PROMPT:
From the entries that follow, copy each line containing the word "sample".

GIVEN RECORDS:
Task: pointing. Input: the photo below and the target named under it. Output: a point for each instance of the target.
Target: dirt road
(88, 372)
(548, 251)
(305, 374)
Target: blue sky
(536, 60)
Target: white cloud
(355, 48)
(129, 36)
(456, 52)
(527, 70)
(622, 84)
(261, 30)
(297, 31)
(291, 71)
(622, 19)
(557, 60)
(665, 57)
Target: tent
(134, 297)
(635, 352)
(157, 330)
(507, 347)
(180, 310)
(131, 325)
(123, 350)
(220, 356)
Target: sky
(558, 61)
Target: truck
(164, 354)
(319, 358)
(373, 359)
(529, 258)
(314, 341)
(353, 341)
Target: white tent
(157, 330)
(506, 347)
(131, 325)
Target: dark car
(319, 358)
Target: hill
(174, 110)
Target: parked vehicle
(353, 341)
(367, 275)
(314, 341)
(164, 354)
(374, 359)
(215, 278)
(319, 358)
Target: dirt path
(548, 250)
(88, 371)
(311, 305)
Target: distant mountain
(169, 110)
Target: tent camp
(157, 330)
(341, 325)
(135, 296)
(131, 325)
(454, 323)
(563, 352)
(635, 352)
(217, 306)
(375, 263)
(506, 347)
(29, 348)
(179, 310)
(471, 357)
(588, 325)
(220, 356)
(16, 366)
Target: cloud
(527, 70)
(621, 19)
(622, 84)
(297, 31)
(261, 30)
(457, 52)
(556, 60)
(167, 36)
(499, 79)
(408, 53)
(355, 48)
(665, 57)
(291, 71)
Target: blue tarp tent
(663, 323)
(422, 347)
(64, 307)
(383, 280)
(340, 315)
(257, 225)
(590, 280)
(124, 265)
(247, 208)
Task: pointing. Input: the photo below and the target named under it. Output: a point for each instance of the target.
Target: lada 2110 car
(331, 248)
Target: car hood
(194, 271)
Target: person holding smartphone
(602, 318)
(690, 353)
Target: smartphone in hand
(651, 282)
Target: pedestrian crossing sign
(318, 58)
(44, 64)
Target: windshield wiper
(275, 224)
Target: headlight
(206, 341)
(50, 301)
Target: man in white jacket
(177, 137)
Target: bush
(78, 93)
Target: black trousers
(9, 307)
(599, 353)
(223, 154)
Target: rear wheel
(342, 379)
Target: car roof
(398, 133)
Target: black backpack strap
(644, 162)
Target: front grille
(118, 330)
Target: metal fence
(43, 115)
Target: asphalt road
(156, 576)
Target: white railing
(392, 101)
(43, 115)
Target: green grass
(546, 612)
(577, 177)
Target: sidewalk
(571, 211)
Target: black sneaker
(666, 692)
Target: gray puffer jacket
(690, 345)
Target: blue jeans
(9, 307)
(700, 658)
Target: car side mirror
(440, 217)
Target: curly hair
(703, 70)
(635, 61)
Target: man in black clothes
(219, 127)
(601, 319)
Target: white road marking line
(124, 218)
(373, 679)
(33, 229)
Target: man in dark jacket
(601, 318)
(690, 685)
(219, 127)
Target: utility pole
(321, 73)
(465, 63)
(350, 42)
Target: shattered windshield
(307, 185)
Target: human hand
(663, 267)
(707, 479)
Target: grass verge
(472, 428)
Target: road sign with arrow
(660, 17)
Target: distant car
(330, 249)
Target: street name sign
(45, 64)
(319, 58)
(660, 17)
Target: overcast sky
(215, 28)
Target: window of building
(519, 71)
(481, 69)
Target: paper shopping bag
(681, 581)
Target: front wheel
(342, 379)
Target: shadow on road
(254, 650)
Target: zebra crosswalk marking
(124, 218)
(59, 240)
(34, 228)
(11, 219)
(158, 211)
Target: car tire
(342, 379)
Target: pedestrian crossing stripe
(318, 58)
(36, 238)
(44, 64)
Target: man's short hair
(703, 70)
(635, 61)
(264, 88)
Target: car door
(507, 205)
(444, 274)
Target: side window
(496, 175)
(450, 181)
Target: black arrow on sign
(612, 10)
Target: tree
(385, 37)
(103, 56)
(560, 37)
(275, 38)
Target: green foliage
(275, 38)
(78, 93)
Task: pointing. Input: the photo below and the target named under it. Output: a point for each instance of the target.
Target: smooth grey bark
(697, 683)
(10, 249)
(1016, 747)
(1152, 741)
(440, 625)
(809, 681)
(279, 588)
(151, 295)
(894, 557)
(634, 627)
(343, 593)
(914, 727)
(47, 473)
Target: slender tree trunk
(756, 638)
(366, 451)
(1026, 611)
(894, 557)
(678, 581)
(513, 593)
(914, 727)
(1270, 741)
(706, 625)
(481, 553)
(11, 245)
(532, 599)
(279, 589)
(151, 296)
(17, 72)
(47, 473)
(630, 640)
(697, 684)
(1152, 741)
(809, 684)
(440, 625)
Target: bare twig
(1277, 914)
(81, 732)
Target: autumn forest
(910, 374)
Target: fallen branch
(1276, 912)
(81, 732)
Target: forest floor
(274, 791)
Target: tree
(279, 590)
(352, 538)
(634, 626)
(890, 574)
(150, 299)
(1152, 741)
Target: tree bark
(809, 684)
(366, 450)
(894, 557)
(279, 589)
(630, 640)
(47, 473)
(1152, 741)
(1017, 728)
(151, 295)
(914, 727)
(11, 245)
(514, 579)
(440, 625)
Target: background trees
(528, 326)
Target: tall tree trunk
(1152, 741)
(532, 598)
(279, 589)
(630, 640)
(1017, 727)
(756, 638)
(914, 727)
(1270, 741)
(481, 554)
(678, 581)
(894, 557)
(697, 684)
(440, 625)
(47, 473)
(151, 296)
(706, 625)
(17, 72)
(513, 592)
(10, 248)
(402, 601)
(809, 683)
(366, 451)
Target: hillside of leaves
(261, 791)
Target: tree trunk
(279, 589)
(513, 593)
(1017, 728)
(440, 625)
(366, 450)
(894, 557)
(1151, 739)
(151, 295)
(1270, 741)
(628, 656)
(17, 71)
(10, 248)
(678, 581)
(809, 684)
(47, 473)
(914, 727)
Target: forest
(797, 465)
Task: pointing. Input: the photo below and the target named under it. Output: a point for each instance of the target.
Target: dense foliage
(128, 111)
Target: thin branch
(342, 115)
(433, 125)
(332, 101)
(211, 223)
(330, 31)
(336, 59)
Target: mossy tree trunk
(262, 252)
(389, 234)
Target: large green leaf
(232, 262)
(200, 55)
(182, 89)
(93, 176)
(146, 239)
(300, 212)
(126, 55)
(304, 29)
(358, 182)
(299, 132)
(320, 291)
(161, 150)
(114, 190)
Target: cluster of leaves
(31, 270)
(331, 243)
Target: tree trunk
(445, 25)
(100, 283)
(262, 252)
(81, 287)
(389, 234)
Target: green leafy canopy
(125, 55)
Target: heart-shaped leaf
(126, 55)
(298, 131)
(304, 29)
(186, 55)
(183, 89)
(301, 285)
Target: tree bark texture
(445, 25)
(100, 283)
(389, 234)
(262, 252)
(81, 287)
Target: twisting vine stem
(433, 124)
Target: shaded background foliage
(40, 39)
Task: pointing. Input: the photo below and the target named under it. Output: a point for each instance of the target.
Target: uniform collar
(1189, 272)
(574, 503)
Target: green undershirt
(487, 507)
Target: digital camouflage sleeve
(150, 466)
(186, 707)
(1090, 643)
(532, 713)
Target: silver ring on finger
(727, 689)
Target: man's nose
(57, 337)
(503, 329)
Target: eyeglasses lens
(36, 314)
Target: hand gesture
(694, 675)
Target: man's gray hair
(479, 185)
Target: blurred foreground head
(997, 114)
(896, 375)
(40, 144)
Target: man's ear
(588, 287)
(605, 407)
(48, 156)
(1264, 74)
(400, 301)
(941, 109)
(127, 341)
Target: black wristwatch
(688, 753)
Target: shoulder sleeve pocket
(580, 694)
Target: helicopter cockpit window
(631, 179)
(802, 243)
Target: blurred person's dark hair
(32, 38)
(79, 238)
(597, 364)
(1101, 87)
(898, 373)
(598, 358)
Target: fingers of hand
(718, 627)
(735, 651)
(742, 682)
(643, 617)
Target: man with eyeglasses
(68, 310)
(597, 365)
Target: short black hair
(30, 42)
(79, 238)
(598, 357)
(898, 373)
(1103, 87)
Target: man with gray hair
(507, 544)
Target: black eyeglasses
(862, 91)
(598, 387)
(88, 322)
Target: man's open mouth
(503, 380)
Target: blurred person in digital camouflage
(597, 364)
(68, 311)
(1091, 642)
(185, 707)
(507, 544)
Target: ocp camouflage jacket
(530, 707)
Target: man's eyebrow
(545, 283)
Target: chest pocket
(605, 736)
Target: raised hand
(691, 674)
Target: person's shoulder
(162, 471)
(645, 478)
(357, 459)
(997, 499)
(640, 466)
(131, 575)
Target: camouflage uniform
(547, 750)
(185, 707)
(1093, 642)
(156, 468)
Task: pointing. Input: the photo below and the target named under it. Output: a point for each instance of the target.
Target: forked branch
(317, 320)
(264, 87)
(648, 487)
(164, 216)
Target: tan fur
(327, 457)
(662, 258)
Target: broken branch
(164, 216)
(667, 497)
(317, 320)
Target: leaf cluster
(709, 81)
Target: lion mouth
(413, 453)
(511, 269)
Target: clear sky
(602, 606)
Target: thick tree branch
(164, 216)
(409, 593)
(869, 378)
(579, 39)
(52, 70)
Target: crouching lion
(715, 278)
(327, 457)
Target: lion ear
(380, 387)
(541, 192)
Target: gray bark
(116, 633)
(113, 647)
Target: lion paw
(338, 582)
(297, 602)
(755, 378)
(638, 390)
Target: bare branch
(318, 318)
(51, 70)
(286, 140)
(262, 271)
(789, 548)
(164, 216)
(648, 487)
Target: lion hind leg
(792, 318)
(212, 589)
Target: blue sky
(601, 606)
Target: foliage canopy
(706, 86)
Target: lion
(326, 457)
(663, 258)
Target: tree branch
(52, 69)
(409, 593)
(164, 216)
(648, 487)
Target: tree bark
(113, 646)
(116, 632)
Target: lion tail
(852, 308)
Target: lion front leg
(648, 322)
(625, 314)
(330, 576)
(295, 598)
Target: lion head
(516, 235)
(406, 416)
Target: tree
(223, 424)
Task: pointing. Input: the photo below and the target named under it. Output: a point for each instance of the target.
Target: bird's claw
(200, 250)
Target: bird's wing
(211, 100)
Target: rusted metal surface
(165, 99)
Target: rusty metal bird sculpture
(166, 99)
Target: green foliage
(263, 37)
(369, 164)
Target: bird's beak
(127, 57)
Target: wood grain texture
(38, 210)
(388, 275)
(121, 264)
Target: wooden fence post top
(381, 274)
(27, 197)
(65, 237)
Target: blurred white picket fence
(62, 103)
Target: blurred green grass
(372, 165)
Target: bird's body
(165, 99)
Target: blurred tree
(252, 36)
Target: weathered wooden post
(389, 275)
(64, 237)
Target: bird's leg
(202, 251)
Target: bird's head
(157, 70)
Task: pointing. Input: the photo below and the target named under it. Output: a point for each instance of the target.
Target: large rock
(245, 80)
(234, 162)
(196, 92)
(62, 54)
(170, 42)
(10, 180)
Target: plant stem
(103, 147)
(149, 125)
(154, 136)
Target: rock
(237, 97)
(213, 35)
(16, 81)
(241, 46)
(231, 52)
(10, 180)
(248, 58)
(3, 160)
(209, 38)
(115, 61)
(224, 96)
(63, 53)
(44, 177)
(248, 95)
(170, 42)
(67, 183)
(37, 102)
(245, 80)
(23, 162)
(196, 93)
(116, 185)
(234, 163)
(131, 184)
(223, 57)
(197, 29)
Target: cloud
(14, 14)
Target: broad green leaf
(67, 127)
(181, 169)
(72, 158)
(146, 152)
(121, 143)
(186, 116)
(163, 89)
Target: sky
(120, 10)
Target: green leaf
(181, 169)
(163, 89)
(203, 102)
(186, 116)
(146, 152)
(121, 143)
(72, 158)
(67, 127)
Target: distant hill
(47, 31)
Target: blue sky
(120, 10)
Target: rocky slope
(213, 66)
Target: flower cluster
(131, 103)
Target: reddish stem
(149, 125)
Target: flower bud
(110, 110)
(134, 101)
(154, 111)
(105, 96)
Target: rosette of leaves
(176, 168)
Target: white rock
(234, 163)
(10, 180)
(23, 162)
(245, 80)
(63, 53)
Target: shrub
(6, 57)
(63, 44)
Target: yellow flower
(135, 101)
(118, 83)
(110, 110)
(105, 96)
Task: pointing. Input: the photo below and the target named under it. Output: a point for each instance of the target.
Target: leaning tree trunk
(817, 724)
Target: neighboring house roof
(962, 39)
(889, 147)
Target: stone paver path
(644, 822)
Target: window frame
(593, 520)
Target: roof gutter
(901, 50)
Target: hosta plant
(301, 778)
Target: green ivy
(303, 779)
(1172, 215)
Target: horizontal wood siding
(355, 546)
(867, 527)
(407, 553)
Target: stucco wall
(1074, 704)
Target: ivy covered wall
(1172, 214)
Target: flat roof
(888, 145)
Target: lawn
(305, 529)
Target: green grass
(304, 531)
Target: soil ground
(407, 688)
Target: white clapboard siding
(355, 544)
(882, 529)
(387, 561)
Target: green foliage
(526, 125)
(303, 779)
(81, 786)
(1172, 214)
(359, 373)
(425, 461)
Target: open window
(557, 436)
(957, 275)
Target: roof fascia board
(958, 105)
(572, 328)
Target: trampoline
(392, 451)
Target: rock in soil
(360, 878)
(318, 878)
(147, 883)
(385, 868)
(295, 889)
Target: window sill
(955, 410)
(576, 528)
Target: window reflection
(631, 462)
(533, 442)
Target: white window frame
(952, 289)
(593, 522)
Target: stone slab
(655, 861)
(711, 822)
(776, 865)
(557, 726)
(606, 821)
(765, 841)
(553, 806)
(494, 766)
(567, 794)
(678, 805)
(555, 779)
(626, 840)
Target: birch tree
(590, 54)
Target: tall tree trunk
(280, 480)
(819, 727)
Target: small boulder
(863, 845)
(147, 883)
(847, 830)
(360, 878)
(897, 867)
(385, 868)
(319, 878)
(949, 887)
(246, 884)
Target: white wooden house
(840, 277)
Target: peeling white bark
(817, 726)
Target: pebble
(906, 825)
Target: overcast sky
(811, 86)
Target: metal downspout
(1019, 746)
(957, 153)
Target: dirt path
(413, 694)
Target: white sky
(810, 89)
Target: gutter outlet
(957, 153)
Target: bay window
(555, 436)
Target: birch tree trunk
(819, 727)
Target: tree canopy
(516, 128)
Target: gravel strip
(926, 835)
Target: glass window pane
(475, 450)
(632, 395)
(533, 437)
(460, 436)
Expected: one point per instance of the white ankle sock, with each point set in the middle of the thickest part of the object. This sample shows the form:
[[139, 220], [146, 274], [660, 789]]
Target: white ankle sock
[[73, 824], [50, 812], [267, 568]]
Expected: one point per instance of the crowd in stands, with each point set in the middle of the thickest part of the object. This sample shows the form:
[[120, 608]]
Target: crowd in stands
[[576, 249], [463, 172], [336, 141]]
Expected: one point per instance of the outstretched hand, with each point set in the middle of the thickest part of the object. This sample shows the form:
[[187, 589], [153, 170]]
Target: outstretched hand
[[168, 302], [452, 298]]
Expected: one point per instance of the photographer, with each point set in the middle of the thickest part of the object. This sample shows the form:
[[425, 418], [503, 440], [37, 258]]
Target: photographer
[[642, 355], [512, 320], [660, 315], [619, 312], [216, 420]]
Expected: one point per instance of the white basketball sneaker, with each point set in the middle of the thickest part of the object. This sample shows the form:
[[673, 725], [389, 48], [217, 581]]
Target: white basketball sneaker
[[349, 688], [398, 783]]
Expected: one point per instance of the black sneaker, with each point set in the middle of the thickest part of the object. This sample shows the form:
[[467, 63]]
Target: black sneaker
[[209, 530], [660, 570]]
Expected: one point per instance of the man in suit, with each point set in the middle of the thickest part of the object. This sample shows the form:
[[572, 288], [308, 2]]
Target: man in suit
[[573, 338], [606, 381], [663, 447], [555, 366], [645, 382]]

RESULT OF THE TASK:
Expected: one point per instance of the white ankle sock, with each point set in the middle of the thickest part of the object. This sample shows the form:
Expected: one point per instance of the crowd in stands, with each point set in the middle of the thickest part of the object. This sample shows the form:
Expected: one point per instance of the outstretched hand, with each point set in the middle of the thickest part of the object. This sample shows the form:
Expected: one point per instance of the photographer, with each point set in the middle of the thickest part of the object. This sample shows the form:
Expected: one point per instance of the white basketball sneaker, with each point set in the middle of the thickest part of the object. This sample shows the form:
Expected: one point per instance of the black sneaker, with each point set in the middle of the thickest part of the object. This sample shows the form:
Expected: one point per instance of the man in suit, with each point set in the middle of the thickest part of the object. This sample shows the form:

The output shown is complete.